Skip to content

Expose enable_sample_tables in prepare_dataset and as --no-sample-tables CLI flag#230

Open
pei-li-hedgehog wants to merge 9 commits into
NVIDIA:developfrom
pei-li-hedgehog:pli-expose-enable-sample-tables
Open

Expose enable_sample_tables in prepare_dataset and as --no-sample-tables CLI flag#230
pei-li-hedgehog wants to merge 9 commits into
NVIDIA:developfrom
pei-li-hedgehog:pli-expose-enable-sample-tables

Conversation

@pei-li-hedgehog
Copy link
Copy Markdown

@pei-li-hedgehog pei-li-hedgehog commented May 19, 2026

Closes #231.

Summary

SqliteIndexWriter already supports enable_sample_tables=False to skip creating the samples and sample_parts tables, but that knob isn't plumbed through BaseWebdatasetFactory.prepare_dataset() or the energon prepare CLI. On very large datasets (100M+ samples) the SQLite inserts and the post-insert btree builds dominate preparation time. For datasets consumed purely by the integer-indexed loader (ShardInfosITarReader), the samples table isn't queried at training time — checkpoint/resume uses SliceState integer offsets resolved via .info.json + .tar.idx.

Concretely, on a 244M-row / 4000-shard text webdataset we hit a 13-hour K8s pod timeout in the indexing phase. We need a way to skip the SQLite cost for monolithic pretraining datasets while keeping everything the integer-indexed loader needs (.tar.idx, .info.json, split config).

Changes

  • BaseWebdatasetFactory.prepare_dataset() accepts enable_sample_tables=True (default — backwards compatible), passes through to SqliteIndexWriterAggregator.
  • energon prepare --no-sample-tables exposes the same option. Mutually exclusive with --tar-index-only (which operates on an already-prepared dataset, different semantics).
  • append_samples / append_parts become no-ops when the writer was constructed with enable_sample_tables=False, so producers can keep emitting rows unmodified.
  • SqliteIndexWriter always drops stale samples / sample_parts when reset_tables=True, regardless of whether the new run intends to repopulate them. Avoids stale tables when re-preparing with --no-sample-tables after a previous full prepare.

Out of scope

Sample-key lookups (WebdatasetFileStore / SqliteITarEntryReader), polylithic joins (which INNER JOIN ... ON samples.sample_key = ... at metadataset-prepare time), and aux-data access on CrudeSample datasets all rely on the SQLite sample tables and will not work for datasets prepared with --no-sample-tables. That's the intended trade-off — documented in the new docstring/help text. Failures are loud (clear SQLite no such table errors), not silent.

A larger follow-up would also skip emitting IndexSample / IndexSamplePart items from _preprocess_tar (saving IPC overhead in addition to SQLite cost). Out of scope here.

Testing

All four existing test_prepare_dataset* tests pass (backwards compatibility).

Direction a — In the pull request description, swap "loud" for "explicit" and reproduce the part that opens with the words containing "Sample-key lookups (WebdatasetFileStore" and closes with "of scope here.".

Dataset records —

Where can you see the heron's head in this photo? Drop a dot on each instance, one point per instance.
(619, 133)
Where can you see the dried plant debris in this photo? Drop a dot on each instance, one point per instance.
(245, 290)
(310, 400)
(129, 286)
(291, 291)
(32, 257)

Direction b — Please give every line of the dataset records as a JSON list of strings, one string per line, with blank lines left out.

Exercise result a —
Sample-key lookups (WebdatasetFileStore / SqliteITarEntryReader), polylithic joins (which INNER JOIN ... ON samples.sample_key = ... at metadataset-prepare time), and aux-data access on CrudeSample datasets all rely on the SQLite sample tables and will not work for datasets prepared with --no-sample-tables. That's the intended trade-off — documented in the new docstring/help text. Failures are explicit (clear SQLite no such table errors), not silent.

A larger follow-up would also skip emitting IndexSample / IndexSamplePart items from _preprocess_tar (saving IPC overhead in addition to SQLite cost). Out of scope here.

Exercise result b —
[
  "Where can you see the heron's head in this photo? Drop a dot on each instance, one point per instance.",
  "(619, 133)",
  "Where can you see the dried plant debris in this photo? Drop a dot on each instance, one point per instance.",
  "(245, 290)",
  "(310, 400)",
  "(129, 286)",
  "(291, 291)",
  "(32, 257)"
]